What the task asks: Convert the part that opens with the line containing "latch is in this frame." and closes with the line containing "338,251,358,276" into a JSON list of strings, one string per line with blank lines left out, and include only those lines.

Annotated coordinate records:
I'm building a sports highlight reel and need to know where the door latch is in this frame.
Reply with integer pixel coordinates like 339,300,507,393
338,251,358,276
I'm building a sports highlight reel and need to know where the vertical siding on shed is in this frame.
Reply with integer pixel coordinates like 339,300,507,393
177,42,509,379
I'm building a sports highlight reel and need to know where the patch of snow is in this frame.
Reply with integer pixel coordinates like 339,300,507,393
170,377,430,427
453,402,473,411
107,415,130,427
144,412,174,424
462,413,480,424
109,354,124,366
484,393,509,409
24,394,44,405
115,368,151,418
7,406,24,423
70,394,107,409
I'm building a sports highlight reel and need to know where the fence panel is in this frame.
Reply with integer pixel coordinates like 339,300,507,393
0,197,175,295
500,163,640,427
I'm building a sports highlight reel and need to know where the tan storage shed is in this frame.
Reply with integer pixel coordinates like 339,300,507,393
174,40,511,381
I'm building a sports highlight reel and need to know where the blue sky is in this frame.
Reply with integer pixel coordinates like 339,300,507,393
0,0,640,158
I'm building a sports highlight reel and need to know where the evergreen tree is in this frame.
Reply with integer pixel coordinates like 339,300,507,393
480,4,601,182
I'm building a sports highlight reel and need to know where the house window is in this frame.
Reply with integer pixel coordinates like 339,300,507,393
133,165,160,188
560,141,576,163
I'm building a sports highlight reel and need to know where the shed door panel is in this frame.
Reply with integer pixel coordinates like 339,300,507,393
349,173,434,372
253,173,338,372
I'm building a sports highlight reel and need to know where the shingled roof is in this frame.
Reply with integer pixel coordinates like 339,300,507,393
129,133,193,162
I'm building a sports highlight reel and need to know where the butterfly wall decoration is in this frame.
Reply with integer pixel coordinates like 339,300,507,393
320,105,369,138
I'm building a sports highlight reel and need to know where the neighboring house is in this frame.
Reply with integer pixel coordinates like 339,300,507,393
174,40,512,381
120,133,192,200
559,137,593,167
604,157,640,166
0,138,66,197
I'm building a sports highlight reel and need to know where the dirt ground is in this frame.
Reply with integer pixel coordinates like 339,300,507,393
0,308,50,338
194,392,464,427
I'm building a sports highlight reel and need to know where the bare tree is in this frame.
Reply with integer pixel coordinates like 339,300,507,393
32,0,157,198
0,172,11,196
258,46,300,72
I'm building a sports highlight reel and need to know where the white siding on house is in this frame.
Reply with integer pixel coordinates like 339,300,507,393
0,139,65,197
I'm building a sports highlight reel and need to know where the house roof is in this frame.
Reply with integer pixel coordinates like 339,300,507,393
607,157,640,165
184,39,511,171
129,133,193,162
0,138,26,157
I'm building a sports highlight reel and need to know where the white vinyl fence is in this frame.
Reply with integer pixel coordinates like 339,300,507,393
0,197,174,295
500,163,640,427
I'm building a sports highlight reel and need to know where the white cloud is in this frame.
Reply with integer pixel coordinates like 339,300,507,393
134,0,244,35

---

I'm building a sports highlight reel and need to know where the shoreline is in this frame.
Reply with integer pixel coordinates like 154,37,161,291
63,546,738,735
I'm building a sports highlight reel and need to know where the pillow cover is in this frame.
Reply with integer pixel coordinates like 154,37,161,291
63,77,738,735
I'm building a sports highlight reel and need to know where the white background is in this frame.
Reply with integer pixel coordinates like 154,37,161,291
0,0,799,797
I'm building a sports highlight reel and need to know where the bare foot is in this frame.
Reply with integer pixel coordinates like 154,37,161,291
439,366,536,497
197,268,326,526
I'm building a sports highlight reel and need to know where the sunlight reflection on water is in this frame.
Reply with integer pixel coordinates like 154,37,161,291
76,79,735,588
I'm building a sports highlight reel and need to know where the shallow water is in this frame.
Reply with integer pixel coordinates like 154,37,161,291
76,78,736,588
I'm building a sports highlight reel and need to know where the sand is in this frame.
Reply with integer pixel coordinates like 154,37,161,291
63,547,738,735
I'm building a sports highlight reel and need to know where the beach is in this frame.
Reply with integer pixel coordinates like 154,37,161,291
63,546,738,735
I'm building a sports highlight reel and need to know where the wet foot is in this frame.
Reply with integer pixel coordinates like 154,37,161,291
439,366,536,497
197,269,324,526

Result:
[
  "I'm building a sports highlight reel and need to know where the door latch is in this frame.",
  "Reply with integer pixel coordinates like 339,300,507,393",
  "338,251,358,276"
]